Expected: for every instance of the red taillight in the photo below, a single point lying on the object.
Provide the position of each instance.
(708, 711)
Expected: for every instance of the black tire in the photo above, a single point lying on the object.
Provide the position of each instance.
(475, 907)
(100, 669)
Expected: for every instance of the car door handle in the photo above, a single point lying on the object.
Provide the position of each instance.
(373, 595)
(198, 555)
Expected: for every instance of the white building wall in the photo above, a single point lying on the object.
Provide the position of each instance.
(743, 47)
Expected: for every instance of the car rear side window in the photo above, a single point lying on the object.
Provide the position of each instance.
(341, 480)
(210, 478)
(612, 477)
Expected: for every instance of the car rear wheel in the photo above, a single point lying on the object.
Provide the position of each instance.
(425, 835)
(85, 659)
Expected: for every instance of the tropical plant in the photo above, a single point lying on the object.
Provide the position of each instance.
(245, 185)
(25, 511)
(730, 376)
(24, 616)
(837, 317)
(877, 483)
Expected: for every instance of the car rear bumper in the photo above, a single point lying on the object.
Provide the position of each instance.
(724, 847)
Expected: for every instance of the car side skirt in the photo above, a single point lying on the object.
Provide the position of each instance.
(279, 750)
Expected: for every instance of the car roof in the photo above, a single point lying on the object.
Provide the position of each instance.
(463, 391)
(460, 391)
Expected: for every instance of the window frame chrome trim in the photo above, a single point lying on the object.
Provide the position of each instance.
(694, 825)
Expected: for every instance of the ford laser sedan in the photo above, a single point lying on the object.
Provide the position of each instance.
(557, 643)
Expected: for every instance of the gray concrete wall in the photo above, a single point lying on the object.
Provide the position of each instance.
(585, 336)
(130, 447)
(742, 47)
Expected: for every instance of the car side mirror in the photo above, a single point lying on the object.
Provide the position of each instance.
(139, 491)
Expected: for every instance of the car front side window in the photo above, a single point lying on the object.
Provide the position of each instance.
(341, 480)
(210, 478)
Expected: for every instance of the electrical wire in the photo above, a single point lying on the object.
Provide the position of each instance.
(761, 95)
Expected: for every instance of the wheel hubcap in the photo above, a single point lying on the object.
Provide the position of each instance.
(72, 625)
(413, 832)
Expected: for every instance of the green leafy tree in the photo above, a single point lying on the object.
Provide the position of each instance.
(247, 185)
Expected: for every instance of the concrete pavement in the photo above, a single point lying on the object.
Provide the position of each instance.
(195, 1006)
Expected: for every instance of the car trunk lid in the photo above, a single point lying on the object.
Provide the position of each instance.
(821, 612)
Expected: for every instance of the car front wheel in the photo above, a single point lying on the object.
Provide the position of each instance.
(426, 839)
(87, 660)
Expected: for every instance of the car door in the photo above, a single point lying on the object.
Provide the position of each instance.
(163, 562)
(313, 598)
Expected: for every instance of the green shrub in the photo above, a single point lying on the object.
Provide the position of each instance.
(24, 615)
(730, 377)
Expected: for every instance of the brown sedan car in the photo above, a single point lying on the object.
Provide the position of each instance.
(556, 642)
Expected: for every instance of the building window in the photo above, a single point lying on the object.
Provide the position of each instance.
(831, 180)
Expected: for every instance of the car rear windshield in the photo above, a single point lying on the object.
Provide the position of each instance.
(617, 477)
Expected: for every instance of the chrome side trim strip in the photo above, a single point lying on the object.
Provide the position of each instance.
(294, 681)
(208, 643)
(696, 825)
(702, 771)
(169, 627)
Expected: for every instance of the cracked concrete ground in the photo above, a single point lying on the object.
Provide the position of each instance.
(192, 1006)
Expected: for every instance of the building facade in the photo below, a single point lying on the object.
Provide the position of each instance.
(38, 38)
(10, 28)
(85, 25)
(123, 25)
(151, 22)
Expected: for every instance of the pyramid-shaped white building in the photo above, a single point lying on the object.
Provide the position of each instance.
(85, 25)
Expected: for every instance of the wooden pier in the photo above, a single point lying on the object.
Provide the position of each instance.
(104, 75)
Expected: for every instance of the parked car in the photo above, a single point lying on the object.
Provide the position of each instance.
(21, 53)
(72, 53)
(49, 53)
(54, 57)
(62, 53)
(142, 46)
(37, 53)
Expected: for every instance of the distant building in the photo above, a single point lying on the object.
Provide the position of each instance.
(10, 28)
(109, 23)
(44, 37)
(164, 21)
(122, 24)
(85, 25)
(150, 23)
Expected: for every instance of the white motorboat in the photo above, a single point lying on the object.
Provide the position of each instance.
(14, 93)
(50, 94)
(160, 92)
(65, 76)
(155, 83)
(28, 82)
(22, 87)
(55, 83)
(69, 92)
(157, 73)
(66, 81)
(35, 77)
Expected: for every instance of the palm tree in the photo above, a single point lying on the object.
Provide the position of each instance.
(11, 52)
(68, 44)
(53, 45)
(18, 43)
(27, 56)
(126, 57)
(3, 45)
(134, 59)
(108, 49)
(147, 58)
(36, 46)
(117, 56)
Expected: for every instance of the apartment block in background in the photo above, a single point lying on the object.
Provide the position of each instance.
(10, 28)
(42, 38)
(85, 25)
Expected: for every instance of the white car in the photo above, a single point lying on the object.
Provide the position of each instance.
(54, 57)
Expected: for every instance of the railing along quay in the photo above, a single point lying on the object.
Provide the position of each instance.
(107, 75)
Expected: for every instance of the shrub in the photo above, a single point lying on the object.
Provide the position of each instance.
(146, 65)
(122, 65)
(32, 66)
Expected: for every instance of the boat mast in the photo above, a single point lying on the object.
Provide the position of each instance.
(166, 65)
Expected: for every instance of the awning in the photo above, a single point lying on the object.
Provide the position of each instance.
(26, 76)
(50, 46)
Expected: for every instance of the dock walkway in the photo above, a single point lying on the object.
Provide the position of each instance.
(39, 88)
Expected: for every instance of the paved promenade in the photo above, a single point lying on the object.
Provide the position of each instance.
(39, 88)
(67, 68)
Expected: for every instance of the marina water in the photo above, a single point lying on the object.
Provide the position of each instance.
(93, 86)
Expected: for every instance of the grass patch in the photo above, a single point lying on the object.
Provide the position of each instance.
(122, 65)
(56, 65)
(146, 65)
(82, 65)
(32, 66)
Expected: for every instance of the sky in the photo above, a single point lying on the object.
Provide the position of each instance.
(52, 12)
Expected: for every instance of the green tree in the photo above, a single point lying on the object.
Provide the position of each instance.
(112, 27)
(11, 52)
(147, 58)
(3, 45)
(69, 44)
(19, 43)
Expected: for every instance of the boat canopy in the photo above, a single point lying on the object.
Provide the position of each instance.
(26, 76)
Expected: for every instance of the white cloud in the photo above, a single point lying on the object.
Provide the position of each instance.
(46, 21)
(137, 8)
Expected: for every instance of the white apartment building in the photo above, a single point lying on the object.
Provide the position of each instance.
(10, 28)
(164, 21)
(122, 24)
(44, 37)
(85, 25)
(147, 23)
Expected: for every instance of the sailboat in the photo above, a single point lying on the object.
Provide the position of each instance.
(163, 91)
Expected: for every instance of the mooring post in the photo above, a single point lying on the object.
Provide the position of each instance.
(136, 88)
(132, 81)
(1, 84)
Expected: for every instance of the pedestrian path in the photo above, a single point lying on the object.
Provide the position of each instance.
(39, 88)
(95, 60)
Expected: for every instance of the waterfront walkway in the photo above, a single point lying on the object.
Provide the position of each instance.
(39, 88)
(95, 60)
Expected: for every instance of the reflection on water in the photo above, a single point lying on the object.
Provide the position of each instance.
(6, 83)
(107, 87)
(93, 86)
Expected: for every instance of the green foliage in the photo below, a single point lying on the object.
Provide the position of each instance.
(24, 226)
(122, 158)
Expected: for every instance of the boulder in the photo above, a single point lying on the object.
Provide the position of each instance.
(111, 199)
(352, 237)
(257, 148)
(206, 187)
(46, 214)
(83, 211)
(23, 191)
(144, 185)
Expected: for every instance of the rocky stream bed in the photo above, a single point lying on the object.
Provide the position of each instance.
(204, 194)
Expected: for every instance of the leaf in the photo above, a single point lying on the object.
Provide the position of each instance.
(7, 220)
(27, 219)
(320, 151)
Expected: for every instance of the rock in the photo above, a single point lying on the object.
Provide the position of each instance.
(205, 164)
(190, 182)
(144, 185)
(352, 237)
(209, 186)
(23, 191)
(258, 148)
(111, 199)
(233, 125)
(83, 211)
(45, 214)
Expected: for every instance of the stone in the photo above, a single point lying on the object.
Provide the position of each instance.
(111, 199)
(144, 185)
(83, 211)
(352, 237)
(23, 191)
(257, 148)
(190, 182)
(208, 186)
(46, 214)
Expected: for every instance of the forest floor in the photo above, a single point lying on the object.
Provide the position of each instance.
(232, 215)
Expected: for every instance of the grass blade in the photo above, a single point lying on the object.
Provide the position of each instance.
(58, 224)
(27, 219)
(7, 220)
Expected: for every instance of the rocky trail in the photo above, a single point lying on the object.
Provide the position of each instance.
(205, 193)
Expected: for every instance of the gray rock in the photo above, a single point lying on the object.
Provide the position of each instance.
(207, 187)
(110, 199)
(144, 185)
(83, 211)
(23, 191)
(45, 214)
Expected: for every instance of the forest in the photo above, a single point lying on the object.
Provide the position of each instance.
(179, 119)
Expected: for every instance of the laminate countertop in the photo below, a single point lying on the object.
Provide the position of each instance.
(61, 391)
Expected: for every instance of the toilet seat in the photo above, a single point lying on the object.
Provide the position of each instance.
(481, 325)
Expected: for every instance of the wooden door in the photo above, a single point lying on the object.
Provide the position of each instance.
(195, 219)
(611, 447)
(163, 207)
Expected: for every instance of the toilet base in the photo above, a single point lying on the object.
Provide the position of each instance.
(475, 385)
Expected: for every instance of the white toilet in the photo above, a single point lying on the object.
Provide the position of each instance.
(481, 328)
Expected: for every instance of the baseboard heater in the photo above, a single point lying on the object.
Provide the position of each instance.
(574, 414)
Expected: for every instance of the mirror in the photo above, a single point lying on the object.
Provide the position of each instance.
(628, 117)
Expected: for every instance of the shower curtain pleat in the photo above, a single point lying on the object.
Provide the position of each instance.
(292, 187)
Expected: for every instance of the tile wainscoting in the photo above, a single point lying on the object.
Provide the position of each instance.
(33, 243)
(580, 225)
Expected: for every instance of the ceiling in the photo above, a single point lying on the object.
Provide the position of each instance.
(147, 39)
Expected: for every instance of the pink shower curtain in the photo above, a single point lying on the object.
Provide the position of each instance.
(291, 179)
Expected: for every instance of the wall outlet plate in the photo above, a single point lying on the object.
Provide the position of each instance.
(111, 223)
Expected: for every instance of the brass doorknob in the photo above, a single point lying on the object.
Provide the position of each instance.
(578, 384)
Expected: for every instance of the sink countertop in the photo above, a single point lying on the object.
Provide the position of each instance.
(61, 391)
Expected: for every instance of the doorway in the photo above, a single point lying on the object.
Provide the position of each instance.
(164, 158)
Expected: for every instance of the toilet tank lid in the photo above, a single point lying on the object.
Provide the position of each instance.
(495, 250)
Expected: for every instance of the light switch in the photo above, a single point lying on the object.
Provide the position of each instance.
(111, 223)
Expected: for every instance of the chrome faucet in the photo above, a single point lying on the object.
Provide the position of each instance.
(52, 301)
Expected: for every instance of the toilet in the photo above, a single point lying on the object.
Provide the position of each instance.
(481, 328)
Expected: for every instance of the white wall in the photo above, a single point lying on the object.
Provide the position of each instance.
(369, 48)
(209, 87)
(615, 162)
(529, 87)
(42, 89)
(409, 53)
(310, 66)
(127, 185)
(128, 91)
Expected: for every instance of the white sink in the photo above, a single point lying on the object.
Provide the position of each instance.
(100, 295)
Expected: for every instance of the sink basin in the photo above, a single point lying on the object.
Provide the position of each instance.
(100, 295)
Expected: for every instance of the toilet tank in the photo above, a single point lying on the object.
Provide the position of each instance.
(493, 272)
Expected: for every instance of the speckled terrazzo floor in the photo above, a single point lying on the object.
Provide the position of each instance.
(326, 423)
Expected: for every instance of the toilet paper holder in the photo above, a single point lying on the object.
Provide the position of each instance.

-*-*-

# [Work to be completed]
Nothing beyond the lines from the start of the entries through the line with "Expected: for every instance of the car rear wheel" should appear. Repeat those lines exactly, both ends included.

# [Response]
Expected: for every instance of the red taillight in the photo below, a single point lying on the object.
Provide the position of each instance.
(708, 711)
Expected: for every instance of the black tire in the photo above, a single point lying on the object.
Provide the position of each instance.
(475, 907)
(100, 669)
Expected: for every instance of the car door handle in the photo above, a single point lying on the object.
Provide the position of each instance.
(373, 595)
(198, 555)
Expected: for every instance of the white building wall in the photo above, a single point lying on the object.
Provide the position of each instance.
(743, 47)
Expected: for every instance of the car rear side window in the photo above, a single point lying on the object.
Provide the position of each instance.
(341, 480)
(210, 478)
(612, 477)
Expected: for every instance of the car rear wheel in the photo above, a single point lying on the object.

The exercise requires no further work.